Copy out every line in the entries below that contains the word "courthouse".

:::::

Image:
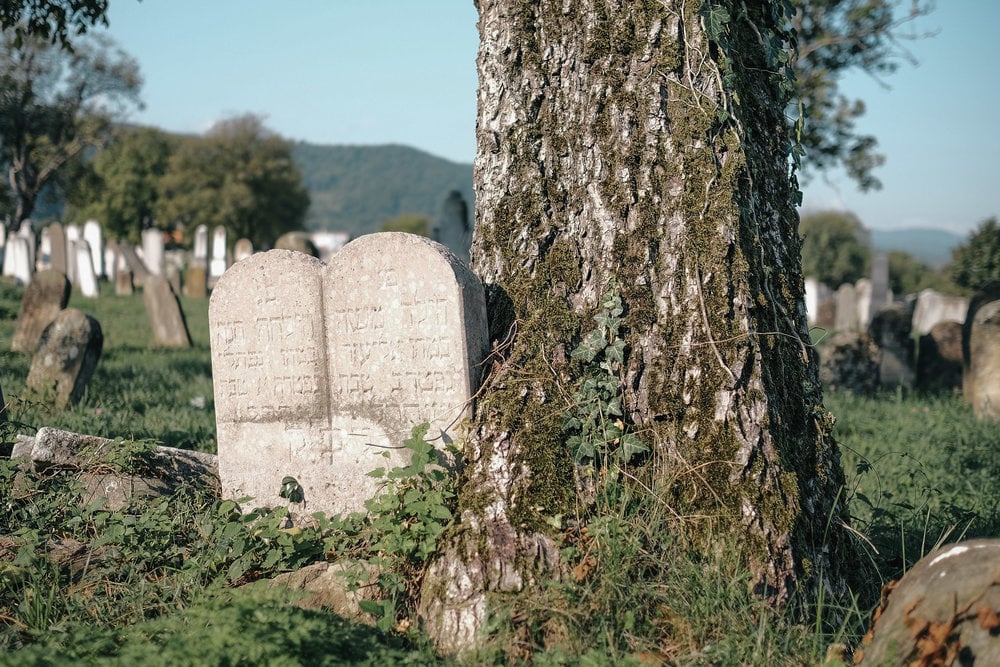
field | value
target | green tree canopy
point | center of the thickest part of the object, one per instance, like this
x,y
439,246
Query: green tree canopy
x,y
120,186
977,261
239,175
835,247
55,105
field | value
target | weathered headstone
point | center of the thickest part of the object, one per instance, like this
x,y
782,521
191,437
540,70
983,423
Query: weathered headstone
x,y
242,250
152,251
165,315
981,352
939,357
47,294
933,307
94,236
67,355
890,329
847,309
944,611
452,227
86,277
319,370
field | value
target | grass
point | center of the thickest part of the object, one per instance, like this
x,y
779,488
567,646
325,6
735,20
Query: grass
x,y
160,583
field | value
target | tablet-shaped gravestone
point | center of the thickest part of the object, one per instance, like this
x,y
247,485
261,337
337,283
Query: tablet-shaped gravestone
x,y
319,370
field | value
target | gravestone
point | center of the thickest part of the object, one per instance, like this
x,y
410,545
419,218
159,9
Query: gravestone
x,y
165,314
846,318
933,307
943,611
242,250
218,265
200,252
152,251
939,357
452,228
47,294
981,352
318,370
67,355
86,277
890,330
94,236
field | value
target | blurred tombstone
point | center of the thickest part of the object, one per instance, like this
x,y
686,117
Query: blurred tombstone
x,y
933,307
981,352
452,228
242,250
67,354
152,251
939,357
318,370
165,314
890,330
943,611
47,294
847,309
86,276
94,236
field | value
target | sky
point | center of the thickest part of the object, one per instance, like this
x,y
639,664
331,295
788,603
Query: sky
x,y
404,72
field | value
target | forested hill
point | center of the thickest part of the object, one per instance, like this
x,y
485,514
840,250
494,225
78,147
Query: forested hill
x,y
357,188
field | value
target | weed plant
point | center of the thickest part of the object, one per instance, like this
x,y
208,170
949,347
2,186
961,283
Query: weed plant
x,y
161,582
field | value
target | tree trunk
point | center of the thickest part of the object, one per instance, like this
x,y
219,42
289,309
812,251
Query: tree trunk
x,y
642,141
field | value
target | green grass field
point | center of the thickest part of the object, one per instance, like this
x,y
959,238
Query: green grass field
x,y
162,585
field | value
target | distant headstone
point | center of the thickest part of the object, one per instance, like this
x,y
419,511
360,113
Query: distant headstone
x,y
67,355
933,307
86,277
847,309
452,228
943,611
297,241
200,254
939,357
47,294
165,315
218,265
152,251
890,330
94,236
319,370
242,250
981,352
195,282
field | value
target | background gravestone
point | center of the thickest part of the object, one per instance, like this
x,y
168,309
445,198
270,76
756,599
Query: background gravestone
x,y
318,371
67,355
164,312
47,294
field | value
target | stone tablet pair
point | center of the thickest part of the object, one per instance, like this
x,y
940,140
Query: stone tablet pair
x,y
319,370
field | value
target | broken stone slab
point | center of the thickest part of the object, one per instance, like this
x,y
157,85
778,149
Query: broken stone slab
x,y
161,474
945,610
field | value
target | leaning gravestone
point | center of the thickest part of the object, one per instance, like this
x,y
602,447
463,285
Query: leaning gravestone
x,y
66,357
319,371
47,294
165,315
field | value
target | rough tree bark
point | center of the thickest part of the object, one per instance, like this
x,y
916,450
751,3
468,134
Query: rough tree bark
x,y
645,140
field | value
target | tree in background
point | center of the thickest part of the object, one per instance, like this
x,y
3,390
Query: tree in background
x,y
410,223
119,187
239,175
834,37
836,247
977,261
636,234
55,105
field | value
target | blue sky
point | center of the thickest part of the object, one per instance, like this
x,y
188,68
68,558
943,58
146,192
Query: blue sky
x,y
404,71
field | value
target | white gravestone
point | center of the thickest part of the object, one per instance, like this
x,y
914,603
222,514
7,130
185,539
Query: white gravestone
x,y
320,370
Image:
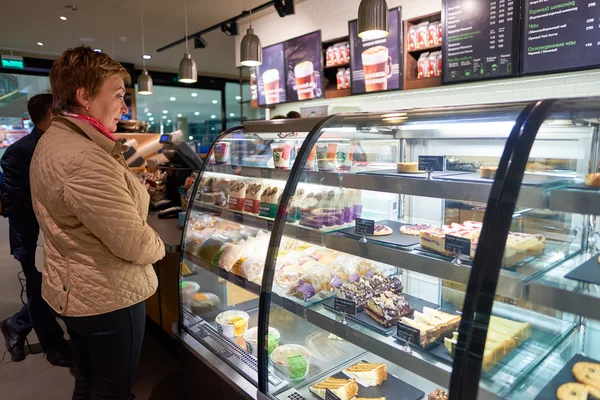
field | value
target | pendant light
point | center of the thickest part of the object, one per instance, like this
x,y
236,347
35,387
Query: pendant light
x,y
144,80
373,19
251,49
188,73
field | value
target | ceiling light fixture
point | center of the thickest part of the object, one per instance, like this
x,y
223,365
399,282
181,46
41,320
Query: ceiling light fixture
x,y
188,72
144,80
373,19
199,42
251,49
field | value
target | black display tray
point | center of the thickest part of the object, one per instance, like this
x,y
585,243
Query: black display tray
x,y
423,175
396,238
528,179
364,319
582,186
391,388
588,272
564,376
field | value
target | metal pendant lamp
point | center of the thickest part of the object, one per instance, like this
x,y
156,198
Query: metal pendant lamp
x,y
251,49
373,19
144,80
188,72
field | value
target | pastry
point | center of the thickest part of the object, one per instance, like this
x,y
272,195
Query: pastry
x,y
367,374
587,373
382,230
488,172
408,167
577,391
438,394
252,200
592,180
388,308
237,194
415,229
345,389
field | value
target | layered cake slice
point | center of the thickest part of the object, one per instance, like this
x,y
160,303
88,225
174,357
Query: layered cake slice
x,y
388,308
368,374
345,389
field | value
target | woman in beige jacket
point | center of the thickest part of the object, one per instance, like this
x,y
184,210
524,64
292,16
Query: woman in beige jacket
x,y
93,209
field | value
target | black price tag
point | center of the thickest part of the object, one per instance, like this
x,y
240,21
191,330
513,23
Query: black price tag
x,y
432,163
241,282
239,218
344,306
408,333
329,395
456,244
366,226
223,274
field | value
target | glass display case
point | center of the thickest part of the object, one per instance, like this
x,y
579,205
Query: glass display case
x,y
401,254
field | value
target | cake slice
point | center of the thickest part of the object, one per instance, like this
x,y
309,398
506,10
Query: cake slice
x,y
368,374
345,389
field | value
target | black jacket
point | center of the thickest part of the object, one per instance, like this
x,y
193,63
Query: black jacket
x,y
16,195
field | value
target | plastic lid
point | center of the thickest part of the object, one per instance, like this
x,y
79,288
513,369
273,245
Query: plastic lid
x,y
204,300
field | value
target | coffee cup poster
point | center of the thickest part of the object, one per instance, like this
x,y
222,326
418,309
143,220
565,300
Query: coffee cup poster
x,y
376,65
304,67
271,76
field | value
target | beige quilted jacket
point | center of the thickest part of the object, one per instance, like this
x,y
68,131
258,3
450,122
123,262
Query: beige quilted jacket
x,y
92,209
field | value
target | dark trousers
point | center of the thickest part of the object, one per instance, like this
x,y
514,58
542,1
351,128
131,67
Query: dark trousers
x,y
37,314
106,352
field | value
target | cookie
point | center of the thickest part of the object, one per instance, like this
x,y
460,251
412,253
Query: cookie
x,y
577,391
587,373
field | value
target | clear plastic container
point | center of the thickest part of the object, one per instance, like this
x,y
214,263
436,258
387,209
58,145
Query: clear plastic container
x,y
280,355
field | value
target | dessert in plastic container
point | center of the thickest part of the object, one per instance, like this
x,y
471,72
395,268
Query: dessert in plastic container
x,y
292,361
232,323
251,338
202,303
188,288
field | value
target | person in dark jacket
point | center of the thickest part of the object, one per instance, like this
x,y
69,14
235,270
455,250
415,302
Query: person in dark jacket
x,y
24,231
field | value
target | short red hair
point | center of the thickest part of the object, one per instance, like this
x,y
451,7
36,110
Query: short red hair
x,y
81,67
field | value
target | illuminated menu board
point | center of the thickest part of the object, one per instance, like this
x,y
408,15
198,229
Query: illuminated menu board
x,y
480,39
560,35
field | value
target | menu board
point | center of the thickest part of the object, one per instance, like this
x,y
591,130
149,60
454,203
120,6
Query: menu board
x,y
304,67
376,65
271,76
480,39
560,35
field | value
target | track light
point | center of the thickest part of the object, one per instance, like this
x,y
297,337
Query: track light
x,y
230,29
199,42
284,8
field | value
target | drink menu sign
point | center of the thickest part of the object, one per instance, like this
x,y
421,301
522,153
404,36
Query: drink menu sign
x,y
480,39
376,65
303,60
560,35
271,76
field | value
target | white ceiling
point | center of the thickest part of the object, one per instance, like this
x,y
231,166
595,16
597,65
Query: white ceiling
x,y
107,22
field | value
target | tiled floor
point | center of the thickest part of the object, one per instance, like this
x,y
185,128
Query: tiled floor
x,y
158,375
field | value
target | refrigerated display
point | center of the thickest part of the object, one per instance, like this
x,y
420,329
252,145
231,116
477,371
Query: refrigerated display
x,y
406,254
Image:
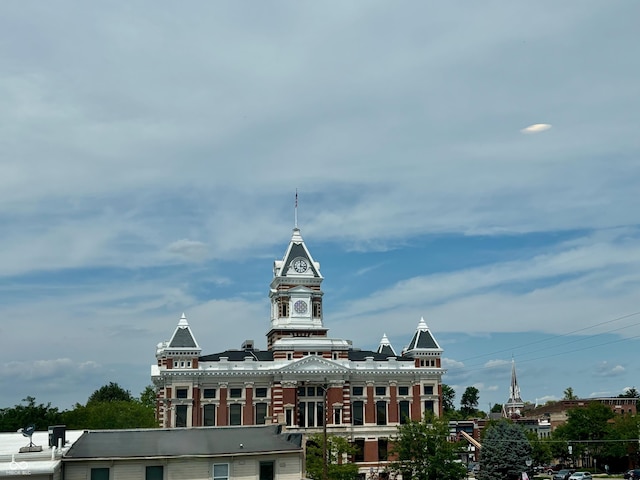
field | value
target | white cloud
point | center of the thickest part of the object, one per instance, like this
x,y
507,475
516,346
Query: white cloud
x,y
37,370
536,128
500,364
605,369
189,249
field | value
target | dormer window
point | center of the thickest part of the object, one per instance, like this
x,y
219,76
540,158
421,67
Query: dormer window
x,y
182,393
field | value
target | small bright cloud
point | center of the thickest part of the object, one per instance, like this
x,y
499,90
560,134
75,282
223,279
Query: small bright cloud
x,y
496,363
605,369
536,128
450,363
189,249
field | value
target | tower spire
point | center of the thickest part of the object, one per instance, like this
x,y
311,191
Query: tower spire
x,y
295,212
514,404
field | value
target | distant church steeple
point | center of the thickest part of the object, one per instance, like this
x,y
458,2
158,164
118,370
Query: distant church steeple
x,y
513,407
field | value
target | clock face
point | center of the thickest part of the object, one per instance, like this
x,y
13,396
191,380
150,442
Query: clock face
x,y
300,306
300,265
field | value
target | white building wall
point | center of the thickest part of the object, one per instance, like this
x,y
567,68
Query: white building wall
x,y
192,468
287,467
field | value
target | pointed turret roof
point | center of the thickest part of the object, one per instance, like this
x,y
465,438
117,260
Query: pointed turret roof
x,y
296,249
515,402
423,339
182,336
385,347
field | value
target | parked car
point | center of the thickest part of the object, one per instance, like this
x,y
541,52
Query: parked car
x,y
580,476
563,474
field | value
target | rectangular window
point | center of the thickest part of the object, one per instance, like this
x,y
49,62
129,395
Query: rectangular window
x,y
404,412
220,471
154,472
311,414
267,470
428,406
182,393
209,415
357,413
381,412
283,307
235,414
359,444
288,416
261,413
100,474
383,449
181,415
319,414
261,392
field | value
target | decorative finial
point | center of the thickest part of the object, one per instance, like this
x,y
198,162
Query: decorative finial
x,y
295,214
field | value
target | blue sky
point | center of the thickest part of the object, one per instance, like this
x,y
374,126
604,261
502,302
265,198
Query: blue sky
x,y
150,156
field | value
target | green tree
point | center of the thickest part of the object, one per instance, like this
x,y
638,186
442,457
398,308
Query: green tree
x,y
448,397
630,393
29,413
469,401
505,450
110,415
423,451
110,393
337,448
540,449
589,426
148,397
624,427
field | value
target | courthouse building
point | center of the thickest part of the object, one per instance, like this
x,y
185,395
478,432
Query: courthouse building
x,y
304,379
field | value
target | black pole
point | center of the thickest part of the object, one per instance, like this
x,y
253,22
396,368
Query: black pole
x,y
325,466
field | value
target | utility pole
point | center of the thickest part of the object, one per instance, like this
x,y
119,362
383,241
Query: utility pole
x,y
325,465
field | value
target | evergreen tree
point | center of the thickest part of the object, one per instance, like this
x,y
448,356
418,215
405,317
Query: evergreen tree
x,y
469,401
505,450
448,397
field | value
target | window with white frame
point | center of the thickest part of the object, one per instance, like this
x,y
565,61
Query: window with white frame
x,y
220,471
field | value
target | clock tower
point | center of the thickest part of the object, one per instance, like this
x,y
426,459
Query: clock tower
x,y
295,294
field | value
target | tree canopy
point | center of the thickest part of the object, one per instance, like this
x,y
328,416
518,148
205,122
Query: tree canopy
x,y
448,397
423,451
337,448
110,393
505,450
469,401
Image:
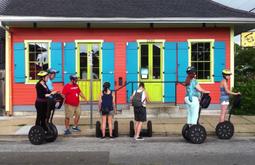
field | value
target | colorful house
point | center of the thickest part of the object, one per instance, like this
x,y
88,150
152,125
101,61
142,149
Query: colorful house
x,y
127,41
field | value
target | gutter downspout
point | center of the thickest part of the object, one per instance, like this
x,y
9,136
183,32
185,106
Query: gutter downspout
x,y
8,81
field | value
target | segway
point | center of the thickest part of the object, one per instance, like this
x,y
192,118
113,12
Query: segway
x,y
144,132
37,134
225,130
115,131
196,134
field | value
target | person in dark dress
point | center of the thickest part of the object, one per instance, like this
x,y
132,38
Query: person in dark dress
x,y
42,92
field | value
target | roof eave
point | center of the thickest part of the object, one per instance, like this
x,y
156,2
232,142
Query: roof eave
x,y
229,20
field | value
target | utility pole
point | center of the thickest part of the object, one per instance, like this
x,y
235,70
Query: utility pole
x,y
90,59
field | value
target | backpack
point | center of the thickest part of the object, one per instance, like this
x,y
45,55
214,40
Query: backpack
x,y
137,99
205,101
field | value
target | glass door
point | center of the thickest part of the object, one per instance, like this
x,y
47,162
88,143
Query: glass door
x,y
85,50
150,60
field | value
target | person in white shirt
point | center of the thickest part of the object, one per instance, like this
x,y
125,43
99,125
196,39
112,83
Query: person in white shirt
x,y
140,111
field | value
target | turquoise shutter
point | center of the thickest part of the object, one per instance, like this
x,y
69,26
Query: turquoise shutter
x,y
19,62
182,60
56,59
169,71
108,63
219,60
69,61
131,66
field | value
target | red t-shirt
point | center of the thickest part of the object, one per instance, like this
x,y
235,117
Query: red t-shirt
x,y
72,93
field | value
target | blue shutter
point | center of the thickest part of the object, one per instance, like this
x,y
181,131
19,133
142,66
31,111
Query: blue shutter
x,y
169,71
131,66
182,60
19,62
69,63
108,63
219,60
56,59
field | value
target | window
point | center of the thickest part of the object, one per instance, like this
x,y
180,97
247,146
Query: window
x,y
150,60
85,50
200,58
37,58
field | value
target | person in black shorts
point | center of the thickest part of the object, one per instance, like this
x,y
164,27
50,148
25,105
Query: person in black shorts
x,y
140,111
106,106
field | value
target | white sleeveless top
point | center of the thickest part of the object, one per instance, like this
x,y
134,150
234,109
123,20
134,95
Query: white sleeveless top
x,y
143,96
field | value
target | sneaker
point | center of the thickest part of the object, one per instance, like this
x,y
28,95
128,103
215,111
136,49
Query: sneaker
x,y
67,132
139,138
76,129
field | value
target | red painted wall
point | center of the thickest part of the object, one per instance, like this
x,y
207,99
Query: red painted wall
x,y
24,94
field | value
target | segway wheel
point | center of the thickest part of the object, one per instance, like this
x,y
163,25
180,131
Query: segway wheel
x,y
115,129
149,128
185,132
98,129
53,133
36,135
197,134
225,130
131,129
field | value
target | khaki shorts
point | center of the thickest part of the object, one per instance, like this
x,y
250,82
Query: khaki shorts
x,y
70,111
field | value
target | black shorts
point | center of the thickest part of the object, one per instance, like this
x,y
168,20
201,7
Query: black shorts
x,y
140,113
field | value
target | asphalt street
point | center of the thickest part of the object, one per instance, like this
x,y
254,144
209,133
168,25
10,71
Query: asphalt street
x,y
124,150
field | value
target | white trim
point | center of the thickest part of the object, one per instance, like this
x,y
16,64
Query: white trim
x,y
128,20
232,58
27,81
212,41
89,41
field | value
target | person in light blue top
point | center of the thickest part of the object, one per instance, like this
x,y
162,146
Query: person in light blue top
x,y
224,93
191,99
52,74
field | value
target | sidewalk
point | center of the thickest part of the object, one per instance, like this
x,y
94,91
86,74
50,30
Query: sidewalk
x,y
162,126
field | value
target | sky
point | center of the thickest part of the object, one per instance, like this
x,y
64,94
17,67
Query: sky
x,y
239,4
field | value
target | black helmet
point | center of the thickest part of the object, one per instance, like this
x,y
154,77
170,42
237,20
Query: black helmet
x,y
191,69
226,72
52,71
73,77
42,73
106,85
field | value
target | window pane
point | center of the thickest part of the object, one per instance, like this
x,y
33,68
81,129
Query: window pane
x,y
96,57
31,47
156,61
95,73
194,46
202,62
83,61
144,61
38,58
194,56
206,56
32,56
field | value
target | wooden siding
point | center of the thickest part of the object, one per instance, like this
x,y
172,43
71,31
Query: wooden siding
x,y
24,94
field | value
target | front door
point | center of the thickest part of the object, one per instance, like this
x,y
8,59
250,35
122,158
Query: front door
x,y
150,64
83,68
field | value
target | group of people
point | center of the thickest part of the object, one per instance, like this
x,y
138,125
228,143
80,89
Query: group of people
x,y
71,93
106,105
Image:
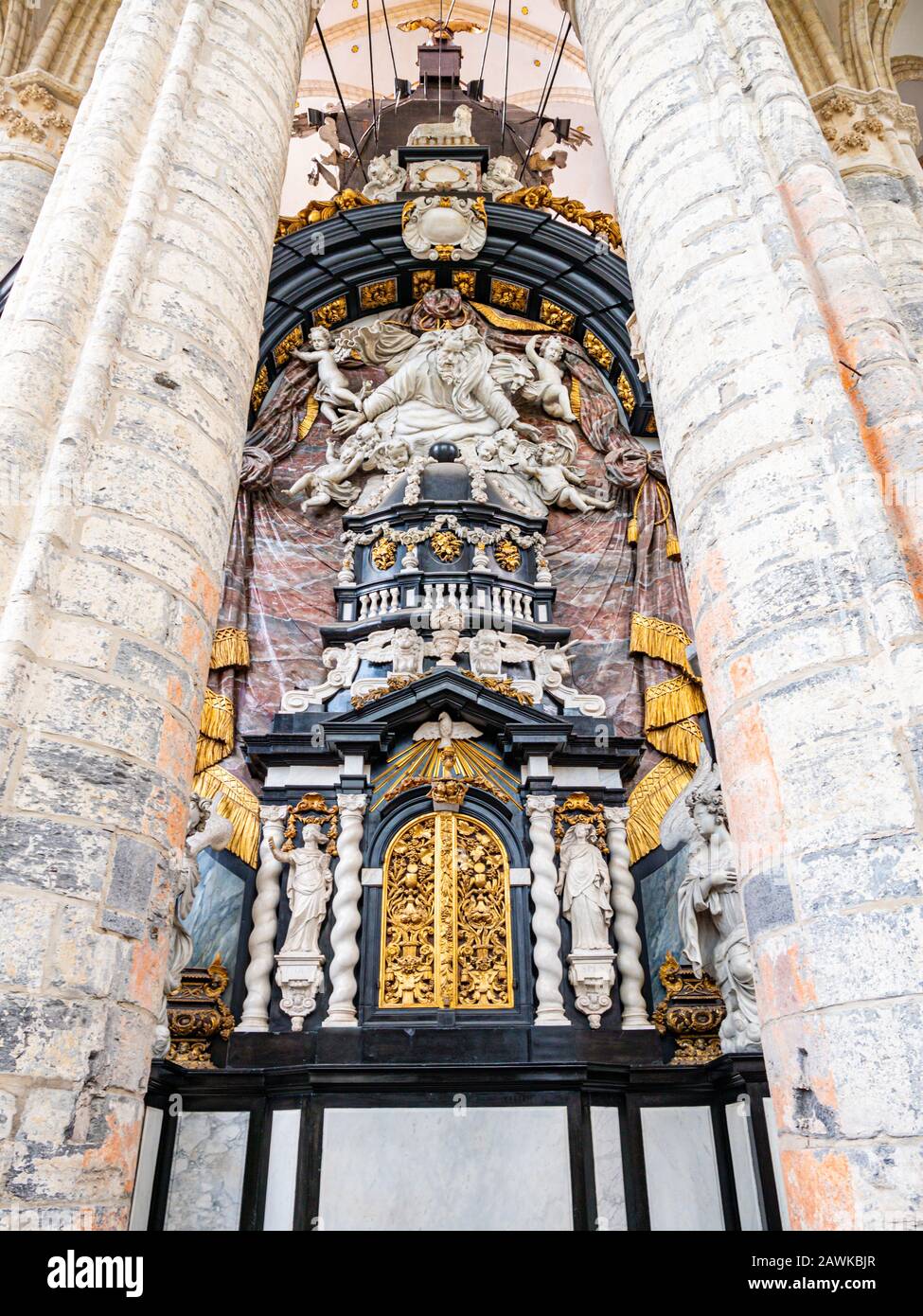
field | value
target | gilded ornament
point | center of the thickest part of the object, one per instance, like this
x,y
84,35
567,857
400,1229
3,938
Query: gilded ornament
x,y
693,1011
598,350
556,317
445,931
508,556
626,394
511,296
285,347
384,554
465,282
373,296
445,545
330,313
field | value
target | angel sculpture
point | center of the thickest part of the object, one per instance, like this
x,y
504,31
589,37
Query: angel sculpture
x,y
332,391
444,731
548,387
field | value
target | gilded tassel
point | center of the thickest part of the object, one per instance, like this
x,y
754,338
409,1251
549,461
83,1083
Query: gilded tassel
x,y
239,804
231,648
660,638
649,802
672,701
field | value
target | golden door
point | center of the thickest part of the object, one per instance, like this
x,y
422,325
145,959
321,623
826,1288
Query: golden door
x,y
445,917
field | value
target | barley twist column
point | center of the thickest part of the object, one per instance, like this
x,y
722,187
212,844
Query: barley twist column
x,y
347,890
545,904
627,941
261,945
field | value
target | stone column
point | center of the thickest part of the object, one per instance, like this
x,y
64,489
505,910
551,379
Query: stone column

:::::

▸ **WRITTEN ANSWER**:
target | courthouse building
Query: courthouse building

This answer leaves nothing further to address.